Given request :: The records below are to be quoted in full; please keep every word exact.

Start of Data lines

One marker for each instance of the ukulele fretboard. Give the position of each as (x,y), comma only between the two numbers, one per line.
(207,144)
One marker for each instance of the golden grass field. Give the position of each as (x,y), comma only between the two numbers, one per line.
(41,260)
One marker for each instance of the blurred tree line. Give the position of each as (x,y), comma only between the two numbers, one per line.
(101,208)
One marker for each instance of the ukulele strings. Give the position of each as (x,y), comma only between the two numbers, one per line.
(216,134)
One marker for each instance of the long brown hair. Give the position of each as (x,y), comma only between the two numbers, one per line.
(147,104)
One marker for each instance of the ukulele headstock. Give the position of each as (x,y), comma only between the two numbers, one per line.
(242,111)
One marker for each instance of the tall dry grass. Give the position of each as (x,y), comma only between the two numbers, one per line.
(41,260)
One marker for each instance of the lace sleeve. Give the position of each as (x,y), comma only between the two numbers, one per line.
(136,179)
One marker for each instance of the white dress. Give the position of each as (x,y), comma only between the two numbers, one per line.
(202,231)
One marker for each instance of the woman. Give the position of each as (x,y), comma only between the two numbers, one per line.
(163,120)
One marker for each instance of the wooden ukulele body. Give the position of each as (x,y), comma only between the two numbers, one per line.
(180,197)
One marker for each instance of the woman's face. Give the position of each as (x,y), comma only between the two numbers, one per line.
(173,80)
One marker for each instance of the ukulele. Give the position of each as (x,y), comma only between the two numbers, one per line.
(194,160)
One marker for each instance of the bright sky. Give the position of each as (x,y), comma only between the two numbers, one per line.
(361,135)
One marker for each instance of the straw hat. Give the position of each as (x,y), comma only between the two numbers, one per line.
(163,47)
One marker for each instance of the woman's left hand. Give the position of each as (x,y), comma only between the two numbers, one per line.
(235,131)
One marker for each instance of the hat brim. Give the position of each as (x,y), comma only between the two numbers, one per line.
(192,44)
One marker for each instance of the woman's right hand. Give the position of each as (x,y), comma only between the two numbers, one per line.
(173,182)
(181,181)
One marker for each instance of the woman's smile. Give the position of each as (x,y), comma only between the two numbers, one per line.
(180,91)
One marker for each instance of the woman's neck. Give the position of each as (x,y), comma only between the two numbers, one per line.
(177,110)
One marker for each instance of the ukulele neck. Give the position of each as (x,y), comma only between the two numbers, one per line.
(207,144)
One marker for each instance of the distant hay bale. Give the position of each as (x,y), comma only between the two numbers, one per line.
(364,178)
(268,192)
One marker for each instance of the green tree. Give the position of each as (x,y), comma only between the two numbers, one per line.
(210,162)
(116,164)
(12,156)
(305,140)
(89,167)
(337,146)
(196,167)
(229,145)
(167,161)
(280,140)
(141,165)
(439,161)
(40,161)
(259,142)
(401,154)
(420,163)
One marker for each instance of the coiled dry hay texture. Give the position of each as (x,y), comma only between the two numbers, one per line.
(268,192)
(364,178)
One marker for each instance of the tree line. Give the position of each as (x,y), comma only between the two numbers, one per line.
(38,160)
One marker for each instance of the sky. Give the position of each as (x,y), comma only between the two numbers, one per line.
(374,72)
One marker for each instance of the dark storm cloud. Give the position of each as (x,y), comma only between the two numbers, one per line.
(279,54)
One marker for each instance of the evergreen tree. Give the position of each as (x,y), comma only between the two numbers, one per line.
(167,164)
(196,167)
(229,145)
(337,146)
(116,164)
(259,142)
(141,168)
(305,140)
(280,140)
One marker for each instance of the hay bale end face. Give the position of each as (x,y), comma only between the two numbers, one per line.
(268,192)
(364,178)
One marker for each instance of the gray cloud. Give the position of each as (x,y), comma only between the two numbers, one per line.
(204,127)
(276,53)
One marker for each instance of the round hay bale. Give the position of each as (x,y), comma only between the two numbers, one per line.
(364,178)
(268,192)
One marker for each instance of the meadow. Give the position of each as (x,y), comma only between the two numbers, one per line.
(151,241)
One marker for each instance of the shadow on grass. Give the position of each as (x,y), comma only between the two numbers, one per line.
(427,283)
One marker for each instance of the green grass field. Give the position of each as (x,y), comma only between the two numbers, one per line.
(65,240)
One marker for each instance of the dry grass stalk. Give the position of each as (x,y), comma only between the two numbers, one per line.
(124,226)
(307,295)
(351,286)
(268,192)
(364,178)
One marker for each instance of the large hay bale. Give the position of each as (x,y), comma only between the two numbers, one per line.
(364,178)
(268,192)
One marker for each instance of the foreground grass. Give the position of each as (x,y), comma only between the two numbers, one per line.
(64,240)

End of Data lines

Task solution ::
One marker for each instance of the ukulele fretboard. Give the position of each as (x,y), comma only between the two numbers, one per line.
(207,144)
One marker for each instance of the golden grass field. Give the position of each as (x,y), comma only between the two numbers, one per line.
(41,260)
One marker for each instance of the blurred tree line. Give the position of each as (x,y), comma only between the two numbers, one per line.
(101,208)
One marker for each instance of the ukulele strings. Give the position of each as (x,y), comma only between the two numbers, one per line.
(216,134)
One marker for each instance of the long brown hair. Give the position of each as (x,y), comma only between the two numbers, one per line.
(147,104)
One marker for each instance of the ukulele headstock. Give the position of each as (x,y), comma only between the two numbers, one per line.
(242,111)
One marker for each instance of the tall dry grass. Give the position of each as (x,y), comma only between the two numbers, one per line.
(41,260)
One marker for each instance of the lace sleeve. Give the position of each as (x,y), comma only between the two numbers, one per line.
(136,179)
One marker for each instance of the white dress. Give the position of each as (x,y), comma only between the two numbers, one per line.
(202,231)
One marker for each instance of the woman. Give the position of each as (x,y), comma only between the two numbers, one per line.
(163,120)
One marker for each instance of the wooden ukulele body. Give the position of each as (x,y), comma only between the two numbers, one per line.
(180,197)
One marker for each instance of the woman's face. Give the position of each as (x,y), comma only between the two numbers, one per line.
(173,80)
One marker for each instance of the ukulele. Give the position of each as (x,y), comma only between the two numbers, one per line.
(194,160)
One marker for each instance of the bright sky. Give the position of each as (x,y), comma only between the two numbers, one per line.
(361,135)
One marker for each instance of the straw hat. Give the position of each as (x,y), comma only between the two numbers, one per line.
(163,47)
One marker for each instance of the woman's left hand. Give the position of each as (x,y), comma only between the two numbers, one per line.
(235,131)
One marker for each instance of the hat brim. Give the position of each as (x,y), comma only between the two numbers, one per line.
(192,44)
One marker for each instance of the woman's right hand. Give the position of each as (x,y), comma only between the two numbers, one per line.
(173,182)
(181,181)
One marker for each instance of the woman's smile. Give the position of each as (x,y), comma only between the two numbers, one per line.
(180,91)
One marker for each instance of the woman's neck. Give the position of each as (x,y), comma only between the two numbers, one per line.
(177,110)
One marker for each instance of the ukulele neck. Give the position of each as (x,y), comma only between the two numbers, one per line.
(207,144)
One marker for each instance of the distant hay bale. Give the position of each as (x,y), comma only between the two numbers, one per line.
(364,178)
(268,192)
One marker for each instance of the green tree. Give the position of each as (x,y), comma only between the two numbers, one per line.
(210,162)
(116,164)
(12,156)
(305,140)
(89,167)
(337,146)
(196,167)
(229,145)
(167,161)
(280,140)
(141,165)
(439,161)
(40,161)
(259,142)
(401,154)
(420,163)
One marker for each instance of the coiled dry hay texture. Give the position of each as (x,y), comma only between the two numbers, one per line.
(268,192)
(364,178)
One marker for each instance of the tree line. Give the position of each as (x,y), comma only between the two numbers, one per line.
(38,160)
One marker for each instance of the sky. Give the position of each as (x,y), comma only between the two numbers, one per line.
(374,72)
One marker for each instance of the dark storm cloud. Give the position of each as (x,y), comma only between the two numbers, one per line.
(279,54)
One marker for each instance of the evergreen tree. Give the position of each as (x,y), comma only between the two numbers, one per line.
(167,164)
(196,167)
(229,145)
(337,146)
(116,164)
(259,142)
(141,168)
(305,140)
(280,140)
One marker for each instance of the hay bale end face. Give the position of each as (x,y), comma only between the two numbers, one per line.
(268,192)
(364,178)
One marker for each instance of the gray cloud. Give the position of each as (x,y), comma only between the two numbers, one per line.
(204,127)
(276,53)
One marker for each instance of the round hay bale. Give the position of each as (x,y), comma only between the two numbers, one per line.
(364,178)
(268,192)
One marker for each instance of the meadow. Give the position of each as (x,y), comma only between the two numbers, one per line.
(151,241)
One marker for each instance of the shadow on grass. Give the position of each as (x,y), comma only between the two numbers, one per line.
(427,283)
One marker for each instance of the green grass field. Give the position of each as (x,y), comma only between the two numbers, one per line.
(65,240)
One marker for each instance of the dry grass stalk. Give the position of each as (x,y), comma only between the two numbers, one per line.
(124,226)
(307,295)
(351,286)
(268,192)
(364,178)
One marker for each instance of the large hay bale. Give the position of each as (x,y), comma only between the two numbers, one per line.
(364,178)
(268,192)
One marker for each instance of the foreground grass. Give the position of each as (x,y), comma only between the two numbers, one per line.
(64,240)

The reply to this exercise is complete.